Stored records:
# # # # # # #

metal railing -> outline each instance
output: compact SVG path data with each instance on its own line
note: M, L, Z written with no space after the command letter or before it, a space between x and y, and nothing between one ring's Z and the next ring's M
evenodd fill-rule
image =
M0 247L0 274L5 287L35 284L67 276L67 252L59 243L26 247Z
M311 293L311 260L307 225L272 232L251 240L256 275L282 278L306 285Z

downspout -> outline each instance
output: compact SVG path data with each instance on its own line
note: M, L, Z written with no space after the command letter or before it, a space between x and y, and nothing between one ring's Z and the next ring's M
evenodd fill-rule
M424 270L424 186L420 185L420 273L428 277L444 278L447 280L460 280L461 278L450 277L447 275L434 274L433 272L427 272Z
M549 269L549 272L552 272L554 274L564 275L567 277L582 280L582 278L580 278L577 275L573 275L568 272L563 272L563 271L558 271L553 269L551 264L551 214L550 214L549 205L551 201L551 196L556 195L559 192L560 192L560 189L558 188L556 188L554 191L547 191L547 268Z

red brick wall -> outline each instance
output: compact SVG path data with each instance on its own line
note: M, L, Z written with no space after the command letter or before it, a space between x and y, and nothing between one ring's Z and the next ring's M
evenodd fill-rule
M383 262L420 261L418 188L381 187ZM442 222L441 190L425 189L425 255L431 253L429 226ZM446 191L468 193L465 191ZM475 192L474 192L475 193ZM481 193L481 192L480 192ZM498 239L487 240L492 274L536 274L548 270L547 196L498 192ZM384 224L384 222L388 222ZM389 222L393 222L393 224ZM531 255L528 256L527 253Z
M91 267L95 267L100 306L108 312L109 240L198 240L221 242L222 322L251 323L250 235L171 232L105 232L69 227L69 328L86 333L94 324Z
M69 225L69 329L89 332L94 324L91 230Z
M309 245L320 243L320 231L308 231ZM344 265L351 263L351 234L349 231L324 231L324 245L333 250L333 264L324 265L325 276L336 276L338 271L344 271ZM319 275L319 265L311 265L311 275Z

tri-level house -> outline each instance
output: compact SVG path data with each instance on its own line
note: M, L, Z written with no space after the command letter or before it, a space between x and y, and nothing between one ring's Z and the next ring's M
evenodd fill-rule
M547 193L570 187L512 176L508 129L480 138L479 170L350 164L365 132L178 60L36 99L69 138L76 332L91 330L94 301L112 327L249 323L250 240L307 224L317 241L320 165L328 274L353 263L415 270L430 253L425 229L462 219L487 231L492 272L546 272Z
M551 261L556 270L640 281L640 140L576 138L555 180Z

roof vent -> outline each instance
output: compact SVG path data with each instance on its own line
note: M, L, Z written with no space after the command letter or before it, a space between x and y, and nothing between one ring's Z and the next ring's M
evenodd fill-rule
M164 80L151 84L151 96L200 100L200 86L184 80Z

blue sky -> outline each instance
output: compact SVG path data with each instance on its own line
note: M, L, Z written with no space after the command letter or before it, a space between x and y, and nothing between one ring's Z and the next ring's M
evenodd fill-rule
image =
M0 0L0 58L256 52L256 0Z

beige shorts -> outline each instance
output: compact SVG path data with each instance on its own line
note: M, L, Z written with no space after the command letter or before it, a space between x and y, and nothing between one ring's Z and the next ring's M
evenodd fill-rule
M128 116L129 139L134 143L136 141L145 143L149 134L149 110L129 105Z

# # # # # # #

Aim:
Rewrite these lines, replacing "outline each instance" with "trace every instance" and leaving everything else unchanged.

Problem solution:
metal railing -> trace every instance
output: compact SVG path data with each instance on its own line
note: M, L, Z written with no space after the command letter or before it, a space between x and y, and nothing between one ring's Z and the next ring's M
evenodd fill-rule
image =
M0 247L0 274L5 287L35 284L67 276L67 252L59 243L26 247Z
M311 293L311 260L307 225L272 232L251 240L256 275L282 278L306 285Z

downspout -> trace every instance
output: compact SVG path data with each instance on its own line
note: M, L, Z written with no space after the command letter or before it, a space between x and y, and nothing between one ring's Z and the next ring's M
evenodd fill-rule
M424 270L424 186L420 185L420 273L428 277L444 278L447 280L460 280L461 278L450 277L447 275L434 274L433 272L427 272Z
M549 269L549 272L552 272L554 274L564 275L567 277L582 280L582 278L580 278L577 275L573 275L568 272L563 272L563 271L558 271L553 269L551 264L551 214L550 214L549 205L551 201L551 196L556 195L559 192L560 192L560 189L558 188L556 188L554 191L547 191L547 268Z

red brick wall -> trace every instance
output: compact SVG path data with each instance on its own line
note: M, L, Z written with no space after the command letter or before it, a space between x and y, and nothing between one ring's Z and the next ring's M
evenodd fill-rule
M383 262L420 261L418 188L381 187ZM442 222L441 190L425 189L425 255L431 253L429 226ZM446 191L468 193L465 191ZM475 192L474 192L475 193ZM481 193L481 192L480 192ZM498 239L487 240L492 274L536 274L548 270L547 196L498 192ZM384 224L384 222L388 222ZM389 222L393 222L393 224ZM531 255L528 256L527 253Z
M91 267L95 267L100 306L108 312L109 240L198 240L221 242L222 322L251 323L250 235L171 232L105 232L69 227L69 328L86 333L94 324Z
M69 225L69 329L89 332L94 324L91 230Z
M309 245L320 243L320 231L308 231ZM344 265L351 263L351 234L349 231L324 231L324 245L333 250L333 264L324 265L325 276L336 276L338 271L344 271ZM319 275L319 265L311 265L311 275Z

tri-level house -> trace every instance
output: compact SVG path data with each instance on its own line
note: M, L, Z written with no space after the command letter or before it, a space between x and y, and nothing between one ring's Z and the next ring's M
evenodd fill-rule
M547 193L570 187L512 176L508 129L480 138L479 170L350 164L365 132L178 60L36 99L69 138L76 332L91 330L94 301L112 327L249 323L250 240L307 224L317 241L320 165L328 274L353 263L415 270L430 253L425 229L462 219L487 231L492 272L546 272Z
M551 261L556 270L640 281L640 140L576 138L555 180Z

roof vent -> trace every instance
output: compact SVG path data with each instance on its own line
note: M, L, Z written with no space after the command letter or before it, a space between x and y, and nothing between one ring's Z and the next ring's M
evenodd fill-rule
M164 80L151 84L151 96L200 100L200 86L184 80Z

blue sky -> trace every instance
output: compact SVG path data with each instance on its own line
note: M, L, Z written with no space after the command letter or before it, a space between x and y, and nothing between one ring's Z and the next ring's M
evenodd fill-rule
image =
M0 0L0 58L256 52L256 0Z

beige shorts -> trace every instance
output: compact SVG path data with each instance on its own line
note: M, L, Z written with no space after the command letter or before it, a space between x and y, and nothing between one ring's Z and the next ring's M
evenodd fill-rule
M128 116L129 139L134 143L136 141L145 143L149 134L149 110L129 105Z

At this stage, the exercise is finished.